* Kumpulan Tugas
(a) Jawablah pertanyaan berikut berdasarkan teks tentang teknik Address-Matching.
(i) Dengan apa data dari file terpisah dapat digabungkan melalui teknik ini?
(ii) Apa yang dapat dipastikan terjadi pada bahasa lokal yang hanya dituturkan oleh kalangan yang secara ekonomi kurang beruntung serta kurang berpendidikan?
(iii) Apa syarat agar data statistik dapat disintesis dengan data non-statistik?
(b) Teruskan teks tentang teknik Address-Matching, mulai setelah kalimat terakhirnya.

* Kutipan Teks
Teknik Address-Matching memungkinkan berbagai data dari file terpisah digabungkan dengan suatu common georeferenced address, misalnya data sebaran bahasa dengan data populasi, pendapatan perkapita dengan distribusi sekolah.  Dengan demikian bisa didapat berapa jumlah penutur suatu bahasa daerah / dialek, dan apakah mereka tergolong komunitas yang sejahtera.  Suatu bahasa lokal yang hanya ditututkan oleh kalangan yang secara ekonomi kurang beruntung serta kurang berpendidikan, dapat dipastikan lambat laun akan hilang.  Bila ternyata di masa silam pada bahasa itu tersimpan khasanah ilmu pengetahuan (lontar-lontar kuno berisi sejarah, pusaka atau resep obat-obatan), maka ilmu pengetahuan inipun akan terkubur bersamanya.

Gambar 4.  Contoh variasi sajian statistik dari penutur bahasa

Bahkan teknik ini memungkinkan melakukan sintesis antara data statistik dengan non-statistik, untuk mengetahui korelasi di antara mereka, dengan syarat, masing-masing data memiliki relevansi geografi.  Contoh analisis dengan metode ini adalah untuk mendapatkan korelasi antara kemiskinan di suatu tempat dengan penguasaan / penggunaan bahasa / dialek yang dominan.

(Cuplikan data kotak pembatas)

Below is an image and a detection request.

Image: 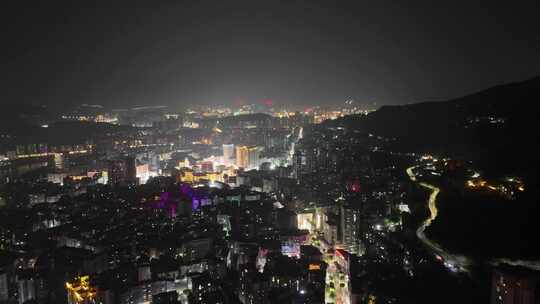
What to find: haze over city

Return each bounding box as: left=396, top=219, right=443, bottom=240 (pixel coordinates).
left=0, top=0, right=540, bottom=304
left=1, top=1, right=540, bottom=107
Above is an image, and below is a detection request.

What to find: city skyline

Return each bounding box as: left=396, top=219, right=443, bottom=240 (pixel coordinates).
left=2, top=1, right=540, bottom=108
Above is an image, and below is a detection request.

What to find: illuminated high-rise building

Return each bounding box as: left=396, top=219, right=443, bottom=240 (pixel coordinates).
left=66, top=276, right=97, bottom=304
left=248, top=147, right=261, bottom=169
left=236, top=146, right=249, bottom=169
left=236, top=146, right=261, bottom=169
left=223, top=144, right=234, bottom=165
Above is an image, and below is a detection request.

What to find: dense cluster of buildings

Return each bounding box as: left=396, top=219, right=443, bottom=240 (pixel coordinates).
left=0, top=103, right=535, bottom=304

* Hasil Per Tugas
(a)
(i) Data tersebut digabungkan dengan suatu common georeferenced address.
(ii) Bahasa itu lambat laun akan hilang.
(iii) Masing-masing data harus memiliki relevansi geografi.

(b)
Dalam hal data yang dipakai hanya data statistik, sebenarnya bisa diterapkan GIS “non-geometrik”, misalnya hanya menggunakan kode wilayah atau topologi sederhana.  Untuk analisis non geometrik, dari peta rupabumi sebenarnya cukup diambil kelas batas administrasi dan kelas nama-nama geografi, atau maksimal kelas jaringan jalan (untuk topologinya).

Teknik District Delineation adalah prosedur untuk mendefinisikan suatu area secara kompak dengan satu atribut atau lebih.  Misalnya untuk membagi daerah sosialisasi suatu program pemerintah berdasarkan populasi dengan bahasa lokal yang kurang lebih sama – sehingga diasumsikan memiliki budaya yang mirip.  Informasi bahasa didapat dari data atribut sedang informasi untuk mendefinisikan batas diambil dari data spasial.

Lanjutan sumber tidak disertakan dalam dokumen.